The writer of the book of Hebrews gives us the theology of the transition, or the theology of the change from Judaism to Jesus. He very clearly lays it out. He says, for example, that Moses and David and Joshua and Aaron and all of the priests and all of those great characters of Judaism have all been replaced, as it were, by Jesus. He goes beyond that, and he says that the laws and the ceremonies and the rituals and the patterns of the Old Testament have given way to a whole grace kind of life. No longer are you ruled by externals but you’re ruled by the Spirit within.
God’s people, Israel, have given way to God’s people, the church. The system of multiple sacrifices has given way to the one final sacrifice. All the way through Hebrews, as we studied it some months ago, we saw the tremendous viewpoint of the New Covenant as it means the old is set aside. The writer of the book of Hebrews even says, “The old decays and fades away.”
–John MacArthur
“From Judaism to Jesus, Part 1: Paul in Transition”
Commentary on Acts 18:18-23, January 13, 1974
GTY.org
As Borowsky has already said, Christian scholars, educational organizations, and other groups are already changing their own assumptions which previously provided for the continuation of supersessionism and attempting to pass down their knowledge to the church. But how well is that knowledge being passed down to the families who worship in their churches every Sunday?
The answer is, not very well. This may not be the fault of church leaders and scholars but of the individual Christian. Human nature tends to lead us on the path of least resistance in whatever activities we may find ourselves, including how we understand God and the Bible. While believers may go to church diligently, attend Sunday school classes, participate in mid-week Bible studies and the like, most won’t “go the extra mile” and actively pursue the latest research in New Testament studies, fresh understanding of Scripture, and become involved in interfaith activities. Most people get to a certain level in their lives, whether it is in marriage, at work, or in their faith, and then they’ll plateau and just stay there.
–James Pyles
“Origin of Supersessionism in the Church:
Part 4: “Leaving Supersessionism Behind”
Messiah Journal, December 2012/Issue 112
First Fruits of Zion
When I wrote, “This may not be the fault of church leaders and scholars but of the individual Christian,” perhaps I should have clarified that this can include the individual Christian Pastors and teachers, particularly those who either don’t keep up with the latest developments in Biblical scholarship or who choose to discard them in favor of centuries old Christian tradition.

:: COMPLETE THE FOLLOWING ::
A – Answer these questions from the excerpt on supersessionism:
(i) What has the system of multiple sacrifices given way to?
(ii) In which publication and issue did the piece by James Pyles appear?
(iii) In the final paragraph, which individual Christians does the writer say can also be included?
B – Write the next part of the excerpt on supersessionism, picking up after its final paragraph.

Saved data entries
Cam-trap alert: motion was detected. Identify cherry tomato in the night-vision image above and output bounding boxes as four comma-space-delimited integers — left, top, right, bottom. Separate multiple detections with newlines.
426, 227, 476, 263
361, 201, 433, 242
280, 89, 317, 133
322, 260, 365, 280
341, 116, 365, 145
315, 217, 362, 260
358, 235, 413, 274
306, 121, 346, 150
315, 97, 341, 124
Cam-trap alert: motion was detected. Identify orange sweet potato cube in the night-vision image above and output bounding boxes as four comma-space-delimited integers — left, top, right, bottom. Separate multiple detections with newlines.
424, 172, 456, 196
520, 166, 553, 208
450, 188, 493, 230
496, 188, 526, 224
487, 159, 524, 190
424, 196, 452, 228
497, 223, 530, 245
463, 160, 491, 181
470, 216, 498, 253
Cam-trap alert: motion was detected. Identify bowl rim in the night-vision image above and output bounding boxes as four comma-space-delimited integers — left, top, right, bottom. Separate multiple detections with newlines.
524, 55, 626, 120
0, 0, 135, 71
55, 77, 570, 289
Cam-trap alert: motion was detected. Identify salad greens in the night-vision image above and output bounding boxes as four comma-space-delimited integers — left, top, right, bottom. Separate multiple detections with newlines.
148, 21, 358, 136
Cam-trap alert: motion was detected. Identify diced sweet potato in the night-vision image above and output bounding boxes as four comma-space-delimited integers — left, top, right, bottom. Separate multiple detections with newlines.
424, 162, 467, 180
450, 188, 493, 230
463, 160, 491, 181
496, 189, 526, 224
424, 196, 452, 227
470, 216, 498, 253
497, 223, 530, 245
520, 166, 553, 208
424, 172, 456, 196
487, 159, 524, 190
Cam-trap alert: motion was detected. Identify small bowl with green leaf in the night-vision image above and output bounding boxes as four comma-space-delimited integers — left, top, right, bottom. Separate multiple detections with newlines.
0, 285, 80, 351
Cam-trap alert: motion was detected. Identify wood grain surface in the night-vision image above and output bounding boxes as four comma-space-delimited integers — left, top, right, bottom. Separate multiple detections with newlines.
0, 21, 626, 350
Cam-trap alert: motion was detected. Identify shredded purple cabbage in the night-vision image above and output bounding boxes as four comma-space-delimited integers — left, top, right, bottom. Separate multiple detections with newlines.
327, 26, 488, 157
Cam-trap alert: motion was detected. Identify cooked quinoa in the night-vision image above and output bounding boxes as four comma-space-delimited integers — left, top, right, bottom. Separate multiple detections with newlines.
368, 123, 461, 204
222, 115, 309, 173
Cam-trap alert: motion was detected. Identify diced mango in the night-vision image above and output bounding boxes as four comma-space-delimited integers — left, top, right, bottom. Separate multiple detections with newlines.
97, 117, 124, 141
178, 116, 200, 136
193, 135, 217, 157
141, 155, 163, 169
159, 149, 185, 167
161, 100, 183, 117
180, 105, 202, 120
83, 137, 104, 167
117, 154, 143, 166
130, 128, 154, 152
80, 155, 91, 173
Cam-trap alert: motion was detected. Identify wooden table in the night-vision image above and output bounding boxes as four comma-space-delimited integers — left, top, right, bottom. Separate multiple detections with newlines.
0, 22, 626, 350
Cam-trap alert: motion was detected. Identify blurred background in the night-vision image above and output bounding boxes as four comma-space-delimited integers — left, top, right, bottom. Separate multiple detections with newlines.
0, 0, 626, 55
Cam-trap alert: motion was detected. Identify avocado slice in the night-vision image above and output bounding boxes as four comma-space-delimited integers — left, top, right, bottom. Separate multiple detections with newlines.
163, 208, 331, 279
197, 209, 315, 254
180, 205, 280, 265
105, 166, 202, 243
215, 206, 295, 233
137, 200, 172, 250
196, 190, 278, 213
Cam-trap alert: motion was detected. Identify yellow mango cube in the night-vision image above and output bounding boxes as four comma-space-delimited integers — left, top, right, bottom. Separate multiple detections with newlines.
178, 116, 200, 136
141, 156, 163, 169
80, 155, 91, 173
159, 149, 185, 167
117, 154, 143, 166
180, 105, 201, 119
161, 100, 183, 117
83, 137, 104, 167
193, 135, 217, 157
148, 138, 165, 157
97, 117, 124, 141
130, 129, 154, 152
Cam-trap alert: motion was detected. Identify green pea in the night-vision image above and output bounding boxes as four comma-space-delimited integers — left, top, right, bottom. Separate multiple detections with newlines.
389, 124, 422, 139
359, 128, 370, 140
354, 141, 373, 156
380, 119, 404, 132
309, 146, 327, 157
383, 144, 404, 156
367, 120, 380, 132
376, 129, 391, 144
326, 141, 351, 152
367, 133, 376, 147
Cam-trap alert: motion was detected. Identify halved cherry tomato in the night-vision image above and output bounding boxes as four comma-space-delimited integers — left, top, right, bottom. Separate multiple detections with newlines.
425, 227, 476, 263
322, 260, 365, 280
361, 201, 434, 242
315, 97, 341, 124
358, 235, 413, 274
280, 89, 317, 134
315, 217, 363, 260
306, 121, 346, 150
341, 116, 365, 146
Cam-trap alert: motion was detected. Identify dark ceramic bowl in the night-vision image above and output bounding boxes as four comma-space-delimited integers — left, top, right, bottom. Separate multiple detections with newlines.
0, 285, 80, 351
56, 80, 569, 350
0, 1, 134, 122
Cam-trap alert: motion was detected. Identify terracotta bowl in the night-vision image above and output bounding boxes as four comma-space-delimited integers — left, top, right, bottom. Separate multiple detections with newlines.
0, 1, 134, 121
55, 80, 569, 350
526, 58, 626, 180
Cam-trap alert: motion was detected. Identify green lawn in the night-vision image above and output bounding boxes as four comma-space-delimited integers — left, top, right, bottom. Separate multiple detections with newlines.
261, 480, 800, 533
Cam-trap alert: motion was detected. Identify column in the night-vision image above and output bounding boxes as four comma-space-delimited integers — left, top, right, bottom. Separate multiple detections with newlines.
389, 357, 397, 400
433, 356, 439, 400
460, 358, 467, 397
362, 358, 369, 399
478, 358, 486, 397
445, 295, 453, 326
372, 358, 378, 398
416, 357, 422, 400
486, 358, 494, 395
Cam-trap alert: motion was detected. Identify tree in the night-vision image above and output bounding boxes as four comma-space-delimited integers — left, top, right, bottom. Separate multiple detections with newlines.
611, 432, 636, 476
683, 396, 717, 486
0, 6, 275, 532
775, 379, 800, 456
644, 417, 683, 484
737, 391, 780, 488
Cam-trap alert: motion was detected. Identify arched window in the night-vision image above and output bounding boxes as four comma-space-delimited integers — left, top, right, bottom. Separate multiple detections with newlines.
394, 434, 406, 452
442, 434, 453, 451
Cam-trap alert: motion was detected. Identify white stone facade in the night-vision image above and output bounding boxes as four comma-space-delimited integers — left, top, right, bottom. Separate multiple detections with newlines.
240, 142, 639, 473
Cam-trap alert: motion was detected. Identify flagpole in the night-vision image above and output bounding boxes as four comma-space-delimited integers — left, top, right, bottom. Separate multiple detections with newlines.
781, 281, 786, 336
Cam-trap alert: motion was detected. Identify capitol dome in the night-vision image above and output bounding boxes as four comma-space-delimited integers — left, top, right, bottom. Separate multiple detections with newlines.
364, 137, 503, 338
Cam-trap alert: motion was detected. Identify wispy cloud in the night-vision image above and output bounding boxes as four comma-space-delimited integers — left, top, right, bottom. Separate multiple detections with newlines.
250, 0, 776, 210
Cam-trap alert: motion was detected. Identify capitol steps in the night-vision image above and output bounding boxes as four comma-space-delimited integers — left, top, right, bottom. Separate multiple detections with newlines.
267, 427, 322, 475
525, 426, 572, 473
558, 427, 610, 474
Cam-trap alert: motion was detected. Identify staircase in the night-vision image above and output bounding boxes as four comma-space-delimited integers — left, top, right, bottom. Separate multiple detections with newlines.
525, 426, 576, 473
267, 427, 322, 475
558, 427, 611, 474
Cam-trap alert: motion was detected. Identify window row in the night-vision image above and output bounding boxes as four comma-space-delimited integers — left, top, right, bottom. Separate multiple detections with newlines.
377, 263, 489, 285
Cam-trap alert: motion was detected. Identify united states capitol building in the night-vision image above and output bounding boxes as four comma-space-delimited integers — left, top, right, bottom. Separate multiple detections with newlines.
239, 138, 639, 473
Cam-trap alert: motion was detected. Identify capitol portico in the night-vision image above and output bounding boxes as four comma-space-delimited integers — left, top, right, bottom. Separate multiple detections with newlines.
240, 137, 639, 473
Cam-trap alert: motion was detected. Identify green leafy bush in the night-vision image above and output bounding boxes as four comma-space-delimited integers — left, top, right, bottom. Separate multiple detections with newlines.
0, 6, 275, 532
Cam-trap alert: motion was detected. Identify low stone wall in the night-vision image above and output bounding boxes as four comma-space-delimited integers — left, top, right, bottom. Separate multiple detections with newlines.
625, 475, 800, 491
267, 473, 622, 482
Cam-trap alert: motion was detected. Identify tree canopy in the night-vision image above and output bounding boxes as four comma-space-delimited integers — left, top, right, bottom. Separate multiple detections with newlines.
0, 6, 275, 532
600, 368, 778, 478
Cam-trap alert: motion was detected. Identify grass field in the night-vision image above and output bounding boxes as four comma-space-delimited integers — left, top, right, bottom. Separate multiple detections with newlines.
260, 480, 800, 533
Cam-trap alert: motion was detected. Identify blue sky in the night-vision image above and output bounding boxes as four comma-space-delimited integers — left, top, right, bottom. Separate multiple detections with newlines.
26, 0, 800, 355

:: ANSWERS TO THE EXERCISES ::
A –
(i) The one final sacrifice.
(ii) Messiah Journal, December 2012/Issue 112.
(iii) Christian pastors and teachers, particularly those who either don't keep up with the latest developments in Biblical scholarship or who choose to discard them in favor of centuries-old Christian tradition.

B –
I’ve been encouraged to take a look at some of the sermons of various Christian Pastors including John MacArthur. But where to start? In terms of MacArthur’s recorded messages, at the Grace to You website, if you go to the Sermons page, you’ll see a list of sermons that goes all the way back to 1969. Assuming that MacArthur’s messages were recorded for every Sunday spanning from 1969 to today, that’s a lot of material. How should I choose something representative?
I decided to do a search on a topic that is of particular interest to me. What is John MacArthur’s opinion of Messianic Judaism?
I don’t know. The search didn’t turn up any sermons that specific, but I did come across a three-part series called “From Judaism to Jesus.”
The title alone is provocative because it full-out states that Judaism has nothing to do with the Jewish Messiah, as if Judaism and the Messiah are mutually exclusive terms. That seems not only inaccurate but a little crazy. The Jewish people from ancient days have been longing for the coming of the Messiah as the savior and deliverer of Israel, as the King of the Jewish nation, and as the Monarch who would place Israel at the head of all the nations and inaugurate an age of world-wide peace.
So how could there be a “transition” from Judaism to Jesus as if Jesus was an entirely new and unanticipated “thing” in the plan of God?
According to John MacArthur, Jesus replaced Judaism. This is classic supersessionism, also known as fulfillment theology and replacement theology. I’ve been assured that MacArthur is not anti-Semitic, but I don’t know what else to call someone who advocates a theology that in part has resulted in every persecution and pogrom that has ever victimized the Jewish people, culminating in the worst of all atrocities, the Holocaust.
In part one of MacArthur’s sermon series, he invokes the Epistle to the Hebrews to support his position. The primary reason I’m reviewing D. Thomas Lancaster’s sermon series Holy Epistle to the Hebrews is to see an alternate interpretation of this book of the New Testament, one that more accurately portrays the intent of the anonymous author toward his Jewish audience and that flows more evenly with the letters of Paul, which I believe also have been misunderstood, and which I believe, when correctly interpreted, offer messages of hope and good news to the Jewish people and to the normative Judaisms of his day (and for Judaism today) and only then also offer good news to the people of the nations as well.
MacArthur and other supersessionists like him, have put the cart before the horse and say that Paul, as well as the writer of the Book of Hebrews, offered “good news” to the Gentiles that grace had replaced the Law, and that if the Jews wanted a piece of it, they had to dismantle Judaism and leave its broken pieces behind them in the dirt, boarding the train to Heaven with Jesus in their new identities as goyishe Christians.
Finally, I want to acknowledge the victims of certain interpretations of Paul’s voice, especially those who have suffered the Shoah. Their suffering cannot be separated from the prejudices resulting from those interpretations any more than it can be wholly attributed to them. To them I dedicate the effort represented in this book.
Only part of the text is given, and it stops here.